Увидев меня, хозяйка всплеснула руками:
— Это вы насчет посыпки? Да вот вожусь возле печки с варевом и жаревом. Дня не заметишь, как убежит, глаза некогда поднять.
Сесть не пригласила.
Я пристроилась где-то на кончике стола и писала протокол стоя. На мое «до свидания» ответа не последовало.
Два штрафа есть. Ну и хорошо!
Возле одного двора сама посыпала дорожку. Его хозяйка — больная, одинокая старушка. Плачет по сыну.
— И воды некому принести. Если бы не соседка…
А та подалась куда-то в лес по дрова. Я принесла старушке воды, благо колонка тут же, рядом со двором. Выслушала бабушку, успокоила.
— Кто вы, голубушка?
— Учительница.
11 февраля
Убаюкиваю песней Маринку, которая дремлет в кроватке. Пускай привидится ей во сне лето, пчелы и цветы в саду. А за окном — стужа, там на цыпочках ходит морозная белая ночь.
Мелодия детской песни убаюкивает и меня, сама начинаю дремать. Но вот ребенок уснул. Теперь почитаю. Вдруг стук в двери.

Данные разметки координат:
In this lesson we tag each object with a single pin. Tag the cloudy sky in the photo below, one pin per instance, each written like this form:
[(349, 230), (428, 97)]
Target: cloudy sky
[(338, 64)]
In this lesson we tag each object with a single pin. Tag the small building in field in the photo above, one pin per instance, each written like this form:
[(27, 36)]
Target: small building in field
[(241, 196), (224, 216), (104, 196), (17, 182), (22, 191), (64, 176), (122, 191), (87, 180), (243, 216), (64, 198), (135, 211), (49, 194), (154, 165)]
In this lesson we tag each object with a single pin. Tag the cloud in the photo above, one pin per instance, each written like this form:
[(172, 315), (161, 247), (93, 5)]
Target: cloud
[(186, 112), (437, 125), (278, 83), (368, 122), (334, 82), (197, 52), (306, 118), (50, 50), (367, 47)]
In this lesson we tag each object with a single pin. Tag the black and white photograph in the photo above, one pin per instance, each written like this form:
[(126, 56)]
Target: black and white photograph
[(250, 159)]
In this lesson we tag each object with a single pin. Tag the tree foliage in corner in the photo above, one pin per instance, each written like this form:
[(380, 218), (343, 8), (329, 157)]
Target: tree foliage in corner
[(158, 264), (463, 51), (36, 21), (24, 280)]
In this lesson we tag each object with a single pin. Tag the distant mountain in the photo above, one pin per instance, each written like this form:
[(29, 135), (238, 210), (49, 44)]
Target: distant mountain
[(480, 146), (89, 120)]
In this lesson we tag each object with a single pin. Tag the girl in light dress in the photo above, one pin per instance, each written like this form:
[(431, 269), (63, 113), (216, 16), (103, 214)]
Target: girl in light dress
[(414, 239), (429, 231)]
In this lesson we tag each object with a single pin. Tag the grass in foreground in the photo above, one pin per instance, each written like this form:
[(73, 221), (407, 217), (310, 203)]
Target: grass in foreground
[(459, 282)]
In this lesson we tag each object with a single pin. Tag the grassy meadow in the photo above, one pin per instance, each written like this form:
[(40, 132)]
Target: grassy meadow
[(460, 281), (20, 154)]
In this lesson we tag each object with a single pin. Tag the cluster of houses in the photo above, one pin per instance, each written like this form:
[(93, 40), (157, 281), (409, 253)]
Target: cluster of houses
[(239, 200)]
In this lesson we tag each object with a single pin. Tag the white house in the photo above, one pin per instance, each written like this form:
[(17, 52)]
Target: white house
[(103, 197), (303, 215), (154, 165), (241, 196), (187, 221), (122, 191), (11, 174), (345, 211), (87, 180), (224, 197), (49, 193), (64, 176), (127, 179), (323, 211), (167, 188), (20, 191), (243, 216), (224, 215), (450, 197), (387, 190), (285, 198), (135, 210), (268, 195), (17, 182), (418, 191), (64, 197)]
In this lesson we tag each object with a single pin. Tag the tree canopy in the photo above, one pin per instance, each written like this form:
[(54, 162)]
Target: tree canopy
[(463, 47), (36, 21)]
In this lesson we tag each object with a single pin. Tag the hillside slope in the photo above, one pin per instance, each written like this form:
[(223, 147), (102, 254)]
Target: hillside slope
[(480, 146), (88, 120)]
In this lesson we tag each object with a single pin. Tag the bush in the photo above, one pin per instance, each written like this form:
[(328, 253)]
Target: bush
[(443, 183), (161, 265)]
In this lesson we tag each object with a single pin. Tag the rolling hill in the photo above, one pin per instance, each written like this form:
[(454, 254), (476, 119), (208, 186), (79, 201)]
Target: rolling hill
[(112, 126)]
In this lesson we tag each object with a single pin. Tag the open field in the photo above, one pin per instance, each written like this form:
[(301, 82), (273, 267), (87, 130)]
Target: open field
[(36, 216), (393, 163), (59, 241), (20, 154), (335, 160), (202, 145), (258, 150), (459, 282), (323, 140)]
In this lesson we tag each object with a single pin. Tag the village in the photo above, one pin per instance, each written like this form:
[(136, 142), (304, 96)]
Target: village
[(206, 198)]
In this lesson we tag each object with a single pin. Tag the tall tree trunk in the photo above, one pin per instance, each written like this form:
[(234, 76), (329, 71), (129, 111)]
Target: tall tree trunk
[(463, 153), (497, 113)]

Задание A:
Сколько штрафов упомянуто в дневниковом фрагменте?
Задание B:
Перепечатайте из дневникового фрагмента отрывок от «Сесть не пригласила.» до «Выслушала бабушку, успокоила.».
Задание C:
Напишите продолжение дневникового фрагмента, начиная сразу после его последнего предложения.
Этот материал взят из другого источника.

Ответ A:
Два штрафа.

Ответ B:
Сесть не пригласила.
Я пристроилась где-то на кончике стола и писала протокол стоя. На мое «до свидания» ответа не последовало.
Два штрафа есть. Ну и хорошо!
Возле одного двора сама посыпала дорожку. Его хозяйка — больная, одинокая старушка. Плачет по сыну.
— И воды некому принести. Если бы не соседка…
А та подалась куда-то в лес по дрова. Я принесла старушке воды, благо колонка тут же, рядом со двором. Выслушала бабушку, успокоила.

Ответ C:
— Кто там? — Срываюсь и бегу открывать. Алеша! Но что за вид… Ерошит волосы на голове и молча садится на диван, разочарованно и обиженно вздыхая. А затем взволнованно говорит:
— Полюбил… такую нежную. Признался, сделал предложение…
— Вере? — радостно восклицаю, забыв, что могу разбудить дочку, а затем шепотом спрашиваю: — А она, она любит тебя? Согласилась стать твоей женой?
— Согласилась… Целовала. Такая ласковая была. И так подло обманывала. Ведь она замужем, у нее ребенок! — с мукой выкрикнул последние слова несчастный жених, готовый заплакать с отчаяния. — Посмотри ее паспорт!
Механически беру из рук Алеши паспорт, раскрываю его и убеждаюсь в том, что Алеша говорит правду. Собственно, стараюсь припомнить, как было дело, потому что вижу свои же печати и подпись. Вспомнив, едва сдерживаю смех и рассказываю жениху историю фиктивных записей. Обрадованный, повеселевший, он только и смог промолвить:
— Так вот оно что!..
— Да, именно так, — говорю в тон ему. — Ты мог и сам догадаться, как девушкам удается остаться на Украине, избежать немецкой каторги.
Алеша бросается меня обнимать. Я пытаюсь утихомирить его: «Тише, Маринку разбудишь!» Но вскоре Алеша задумался, помрачнел:
— Что же теперь делать с этой проклятой печатью в паспорте? Как мы пойдем с Верой в Подольский загс?
— А вот об этом давай подумаем.
Сидим, друг на друга глядим. Алеша сокрушается:
— Плохо, что на Куреневке нет загса, ты бы там была, так и горя мало. Ребенок не помешает. Но печать о браке, как ее сотрешь?
— Стой! — говорю я, вспомнив вдруг одну важную деталь. — Дай-ка сюда паспорт.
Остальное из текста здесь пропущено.